Required actions:
• A. Please list every player named in the NHL arbitration article.
• B. Reproduce the NHL arbitration article word for word from "As to how these" up to and including "itself has value.".

Page extract:
^^^^

Since the pros at ESPN and The Sporting News can’t seem to get the story right, I thought it might help to lay out the details of how salary arbitration works in the NHL. League-wide, there are over a dozen players on track for arbitration hearings, but only a few are likely to actually make it to that point. With Shea Weber being the biggest name on that list, his negotiations with the Nashville Predators have been thrown into the limelight.

So follow after the jump as we walk through the process, specifically with the Weber situation in mind…

Who requests arbitration?

The starting point here is to determine which party got things headed in this direction. In this case, the Predators asked for arbitration, which has two main implications:

  • The party on the receiving end of the arbitration filing (in this case the player) gets to choose whether the contract to be awarded will be for one year, or two. (Section 12.9 c of the CBA).
  • Unlike what ESPN and The Sporting News have reported, the team does not have the right to walk away from the arbiter’s decision if the salary is too high for their liking, because they’re the ones who requested this process (12.10 e).

Both sides make their case

48 hours before the hearing (scheduled for August 2nd), each side is to share with the other a written brief outlining their position. It has to be double-spaced, typed in Times New Roman font, and sealed with a kiss (only that last bit is untrue).

On the day of the hearing (which starts at 9:00 New York time), each side gets 90 minutes to present their case, which is split between their initial presentation, and a rebuttal period. If, in the eventuality that the side going second introduces new material during their rebuttal, then the first side may get an additional 10 minutes to respond to those matters.

As to how these cases can be built, the following are cited as appropriate pieces of evidence:

  • Official statistics describing the player’s offensive and defensive performance. Yes, this even includes the RTSS stuff like hits, giveaways, and takeaways (ugh).
  • Games played, and the variety of injuries/illnesses which played into that.
  • Length of service in the NHL and with that particular team.
  • “Overall contribution of the Player to the competitive success or failure of his Club in the preceding season”.
  • “special qualities of leadership or public appeal”. Yup, The Beard itself has value.
  • The performance and salary of players who are specifically described as comparable by either party in the arbitration hearing. Only salaries from players who were also Group 2 (restricted) Free Agents at the time their contracts were signed are considered here. So ignore comparisons to Zdeno Chara, Christian Ehrhoff, Chris Pronger, Brian Campbell, and other guys who were unrestricted at the time of their deals. Duncan Keith (13 years, $72 million), Dion Phaneuf (6 years, $39 million) and Brent Seabrook (5 years, $29 million), however, are another matter.

As to what is off-limits as evidence?

^^^^

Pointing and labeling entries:
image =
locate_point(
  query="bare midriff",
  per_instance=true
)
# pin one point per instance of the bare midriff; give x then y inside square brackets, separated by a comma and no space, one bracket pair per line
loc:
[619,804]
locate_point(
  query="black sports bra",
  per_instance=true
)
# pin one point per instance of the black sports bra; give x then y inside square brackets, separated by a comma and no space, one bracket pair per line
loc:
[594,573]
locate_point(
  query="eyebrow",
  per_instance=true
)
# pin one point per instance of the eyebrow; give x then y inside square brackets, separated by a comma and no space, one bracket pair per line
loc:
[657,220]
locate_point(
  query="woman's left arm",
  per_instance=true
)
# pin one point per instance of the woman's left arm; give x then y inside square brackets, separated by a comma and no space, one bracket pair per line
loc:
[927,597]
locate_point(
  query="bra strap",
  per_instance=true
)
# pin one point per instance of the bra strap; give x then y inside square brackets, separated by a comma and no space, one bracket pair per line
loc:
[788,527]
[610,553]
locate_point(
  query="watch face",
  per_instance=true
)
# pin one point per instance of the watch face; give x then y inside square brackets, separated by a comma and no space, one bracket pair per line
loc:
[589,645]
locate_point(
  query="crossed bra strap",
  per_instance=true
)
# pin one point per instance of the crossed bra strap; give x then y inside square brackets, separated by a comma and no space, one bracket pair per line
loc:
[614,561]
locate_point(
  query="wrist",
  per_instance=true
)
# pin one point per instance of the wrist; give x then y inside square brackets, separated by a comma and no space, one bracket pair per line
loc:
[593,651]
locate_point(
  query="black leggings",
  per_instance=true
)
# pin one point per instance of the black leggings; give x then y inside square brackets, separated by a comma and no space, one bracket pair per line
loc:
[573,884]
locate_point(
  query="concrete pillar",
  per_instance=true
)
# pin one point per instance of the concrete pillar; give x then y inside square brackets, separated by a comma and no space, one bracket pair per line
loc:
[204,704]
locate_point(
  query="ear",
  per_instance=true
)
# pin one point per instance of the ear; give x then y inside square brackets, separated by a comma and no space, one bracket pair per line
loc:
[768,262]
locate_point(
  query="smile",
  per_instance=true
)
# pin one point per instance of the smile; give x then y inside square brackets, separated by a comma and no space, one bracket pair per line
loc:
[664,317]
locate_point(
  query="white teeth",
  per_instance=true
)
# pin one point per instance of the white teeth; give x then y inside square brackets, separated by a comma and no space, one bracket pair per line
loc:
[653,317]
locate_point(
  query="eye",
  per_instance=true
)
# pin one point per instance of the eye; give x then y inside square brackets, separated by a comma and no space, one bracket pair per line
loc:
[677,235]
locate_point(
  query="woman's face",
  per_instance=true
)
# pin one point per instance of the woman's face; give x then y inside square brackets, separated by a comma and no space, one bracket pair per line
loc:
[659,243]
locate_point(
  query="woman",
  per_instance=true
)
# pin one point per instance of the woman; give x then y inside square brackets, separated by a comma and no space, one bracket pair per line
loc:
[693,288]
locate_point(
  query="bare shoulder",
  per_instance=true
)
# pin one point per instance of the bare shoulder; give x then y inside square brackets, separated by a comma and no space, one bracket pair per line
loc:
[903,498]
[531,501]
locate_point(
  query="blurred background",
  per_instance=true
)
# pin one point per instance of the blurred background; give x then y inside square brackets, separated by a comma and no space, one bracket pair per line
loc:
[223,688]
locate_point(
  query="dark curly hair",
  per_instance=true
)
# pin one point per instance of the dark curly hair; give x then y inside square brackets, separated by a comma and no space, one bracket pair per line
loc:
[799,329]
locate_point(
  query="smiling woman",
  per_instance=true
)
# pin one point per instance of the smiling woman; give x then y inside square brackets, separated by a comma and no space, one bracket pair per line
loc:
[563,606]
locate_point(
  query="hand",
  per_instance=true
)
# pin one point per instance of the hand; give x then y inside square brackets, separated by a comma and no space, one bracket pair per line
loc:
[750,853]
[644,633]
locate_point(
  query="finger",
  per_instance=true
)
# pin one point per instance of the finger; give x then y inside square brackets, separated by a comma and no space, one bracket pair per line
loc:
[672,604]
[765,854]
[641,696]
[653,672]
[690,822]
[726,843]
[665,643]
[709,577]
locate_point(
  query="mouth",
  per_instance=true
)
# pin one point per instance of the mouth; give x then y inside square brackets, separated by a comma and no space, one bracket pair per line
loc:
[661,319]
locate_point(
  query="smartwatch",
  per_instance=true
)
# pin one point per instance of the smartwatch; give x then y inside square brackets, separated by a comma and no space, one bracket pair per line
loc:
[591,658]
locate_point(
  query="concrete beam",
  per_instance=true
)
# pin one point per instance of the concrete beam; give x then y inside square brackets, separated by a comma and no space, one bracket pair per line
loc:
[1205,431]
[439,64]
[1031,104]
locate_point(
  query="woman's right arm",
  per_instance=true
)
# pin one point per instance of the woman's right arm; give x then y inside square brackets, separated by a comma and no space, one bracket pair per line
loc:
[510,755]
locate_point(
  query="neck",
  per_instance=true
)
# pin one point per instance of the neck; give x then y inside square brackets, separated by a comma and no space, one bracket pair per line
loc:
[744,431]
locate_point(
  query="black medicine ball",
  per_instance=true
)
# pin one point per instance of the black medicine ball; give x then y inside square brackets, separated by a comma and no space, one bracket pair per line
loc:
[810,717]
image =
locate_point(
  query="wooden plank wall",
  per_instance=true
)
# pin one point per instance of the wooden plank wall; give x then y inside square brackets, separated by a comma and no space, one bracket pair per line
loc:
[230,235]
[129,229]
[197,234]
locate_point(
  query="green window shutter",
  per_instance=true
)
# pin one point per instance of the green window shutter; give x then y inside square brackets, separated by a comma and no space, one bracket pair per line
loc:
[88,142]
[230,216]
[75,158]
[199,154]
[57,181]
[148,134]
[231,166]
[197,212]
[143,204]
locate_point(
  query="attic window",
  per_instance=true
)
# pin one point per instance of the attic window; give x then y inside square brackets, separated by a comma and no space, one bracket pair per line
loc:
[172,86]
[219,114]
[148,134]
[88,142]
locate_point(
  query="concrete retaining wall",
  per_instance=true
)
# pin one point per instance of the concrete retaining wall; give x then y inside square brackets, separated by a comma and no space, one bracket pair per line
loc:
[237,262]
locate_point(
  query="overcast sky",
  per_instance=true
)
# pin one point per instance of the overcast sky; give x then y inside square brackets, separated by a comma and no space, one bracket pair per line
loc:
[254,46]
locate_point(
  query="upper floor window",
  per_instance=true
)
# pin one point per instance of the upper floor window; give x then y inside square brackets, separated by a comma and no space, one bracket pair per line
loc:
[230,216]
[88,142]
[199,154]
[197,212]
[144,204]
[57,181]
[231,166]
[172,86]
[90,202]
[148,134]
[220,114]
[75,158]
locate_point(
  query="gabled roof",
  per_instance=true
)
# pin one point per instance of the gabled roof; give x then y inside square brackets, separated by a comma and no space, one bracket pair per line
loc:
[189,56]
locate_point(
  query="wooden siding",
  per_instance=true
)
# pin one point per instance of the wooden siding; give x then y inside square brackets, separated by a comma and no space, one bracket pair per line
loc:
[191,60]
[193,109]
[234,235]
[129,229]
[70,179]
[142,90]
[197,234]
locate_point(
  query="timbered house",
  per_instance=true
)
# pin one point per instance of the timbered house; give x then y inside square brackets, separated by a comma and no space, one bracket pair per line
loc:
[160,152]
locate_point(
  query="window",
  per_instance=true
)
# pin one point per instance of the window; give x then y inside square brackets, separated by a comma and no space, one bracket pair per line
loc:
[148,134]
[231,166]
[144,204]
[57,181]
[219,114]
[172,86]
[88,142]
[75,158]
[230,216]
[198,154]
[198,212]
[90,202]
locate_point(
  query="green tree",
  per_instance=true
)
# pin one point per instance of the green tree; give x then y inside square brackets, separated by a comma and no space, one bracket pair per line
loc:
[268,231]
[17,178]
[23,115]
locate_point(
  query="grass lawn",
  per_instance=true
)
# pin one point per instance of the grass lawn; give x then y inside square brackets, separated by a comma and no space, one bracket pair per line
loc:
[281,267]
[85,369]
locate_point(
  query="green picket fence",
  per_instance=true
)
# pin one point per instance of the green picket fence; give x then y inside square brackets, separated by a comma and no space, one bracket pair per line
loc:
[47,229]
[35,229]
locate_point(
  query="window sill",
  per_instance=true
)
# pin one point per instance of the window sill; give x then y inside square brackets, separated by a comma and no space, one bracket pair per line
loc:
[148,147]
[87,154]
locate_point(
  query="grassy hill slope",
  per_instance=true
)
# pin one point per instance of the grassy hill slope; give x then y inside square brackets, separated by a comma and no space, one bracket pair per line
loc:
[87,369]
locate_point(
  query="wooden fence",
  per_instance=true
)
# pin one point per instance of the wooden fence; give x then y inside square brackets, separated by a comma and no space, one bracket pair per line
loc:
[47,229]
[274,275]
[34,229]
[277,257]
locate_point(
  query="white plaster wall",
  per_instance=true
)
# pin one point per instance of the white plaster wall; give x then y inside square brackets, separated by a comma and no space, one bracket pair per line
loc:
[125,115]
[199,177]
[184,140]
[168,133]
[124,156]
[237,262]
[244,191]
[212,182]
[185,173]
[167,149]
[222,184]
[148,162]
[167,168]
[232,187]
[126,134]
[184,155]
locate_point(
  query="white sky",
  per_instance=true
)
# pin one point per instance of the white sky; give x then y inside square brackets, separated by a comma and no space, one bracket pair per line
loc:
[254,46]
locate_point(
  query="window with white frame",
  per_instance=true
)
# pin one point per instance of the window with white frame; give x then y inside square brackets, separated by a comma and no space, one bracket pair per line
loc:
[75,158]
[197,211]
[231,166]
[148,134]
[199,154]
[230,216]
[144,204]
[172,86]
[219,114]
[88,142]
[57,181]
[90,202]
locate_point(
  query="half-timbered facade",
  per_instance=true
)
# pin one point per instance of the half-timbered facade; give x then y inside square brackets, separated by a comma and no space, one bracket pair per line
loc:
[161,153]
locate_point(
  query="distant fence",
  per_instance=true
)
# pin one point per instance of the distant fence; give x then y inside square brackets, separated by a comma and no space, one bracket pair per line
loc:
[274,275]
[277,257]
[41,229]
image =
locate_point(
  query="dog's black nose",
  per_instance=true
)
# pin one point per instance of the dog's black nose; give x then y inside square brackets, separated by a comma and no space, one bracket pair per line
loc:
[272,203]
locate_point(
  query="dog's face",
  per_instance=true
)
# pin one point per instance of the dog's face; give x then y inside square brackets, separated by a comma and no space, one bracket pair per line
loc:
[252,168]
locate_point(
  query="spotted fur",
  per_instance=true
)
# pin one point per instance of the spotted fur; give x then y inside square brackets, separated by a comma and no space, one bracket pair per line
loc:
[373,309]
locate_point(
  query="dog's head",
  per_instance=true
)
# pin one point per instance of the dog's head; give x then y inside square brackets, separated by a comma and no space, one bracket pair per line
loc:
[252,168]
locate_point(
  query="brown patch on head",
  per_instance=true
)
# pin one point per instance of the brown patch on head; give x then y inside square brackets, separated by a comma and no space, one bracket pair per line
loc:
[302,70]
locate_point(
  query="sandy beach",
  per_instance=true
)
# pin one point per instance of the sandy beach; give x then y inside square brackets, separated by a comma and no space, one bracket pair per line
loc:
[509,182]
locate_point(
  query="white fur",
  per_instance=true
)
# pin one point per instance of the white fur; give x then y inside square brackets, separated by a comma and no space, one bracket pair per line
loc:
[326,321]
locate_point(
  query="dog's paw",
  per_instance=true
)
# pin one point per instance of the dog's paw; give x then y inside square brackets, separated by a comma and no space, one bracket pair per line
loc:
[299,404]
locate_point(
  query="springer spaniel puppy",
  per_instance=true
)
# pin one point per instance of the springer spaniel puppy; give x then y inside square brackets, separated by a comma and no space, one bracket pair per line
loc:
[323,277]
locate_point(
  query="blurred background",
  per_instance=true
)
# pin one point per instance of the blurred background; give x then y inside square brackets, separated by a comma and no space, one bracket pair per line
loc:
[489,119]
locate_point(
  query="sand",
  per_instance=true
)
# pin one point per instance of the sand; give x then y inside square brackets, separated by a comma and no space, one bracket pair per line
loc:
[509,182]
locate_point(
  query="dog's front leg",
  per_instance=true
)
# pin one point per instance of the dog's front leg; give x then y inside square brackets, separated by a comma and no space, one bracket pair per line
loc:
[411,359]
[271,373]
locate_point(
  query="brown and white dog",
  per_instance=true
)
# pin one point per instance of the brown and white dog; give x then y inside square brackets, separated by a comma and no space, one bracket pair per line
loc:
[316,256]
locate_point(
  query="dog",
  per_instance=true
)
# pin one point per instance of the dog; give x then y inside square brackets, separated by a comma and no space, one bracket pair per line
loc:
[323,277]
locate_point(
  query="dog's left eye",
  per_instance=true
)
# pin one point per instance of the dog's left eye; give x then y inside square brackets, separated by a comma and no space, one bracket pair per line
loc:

^^^^

Replies:
• A. Shea Weber, Zdeno Chara, Christian Ehrhoff, Chris Pronger, Brian Campbell, Duncan Keith, Dion Phaneuf, Brent Seabrook

• B.
As to how these cases can be built, the following are cited as appropriate pieces of evidence:

  • Official statistics describing the player’s offensive and defensive performance. Yes, this even includes the RTSS stuff like hits, giveaways, and takeaways (ugh).
  • Games played, and the variety of injuries/illnesses which played into that.
  • Length of service in the NHL and with that particular team.
  • “Overall contribution of the Player to the competitive success or failure of his Club in the preceding season”.
  • “special qualities of leadership or public appeal”. Yup, The Beard itself has value.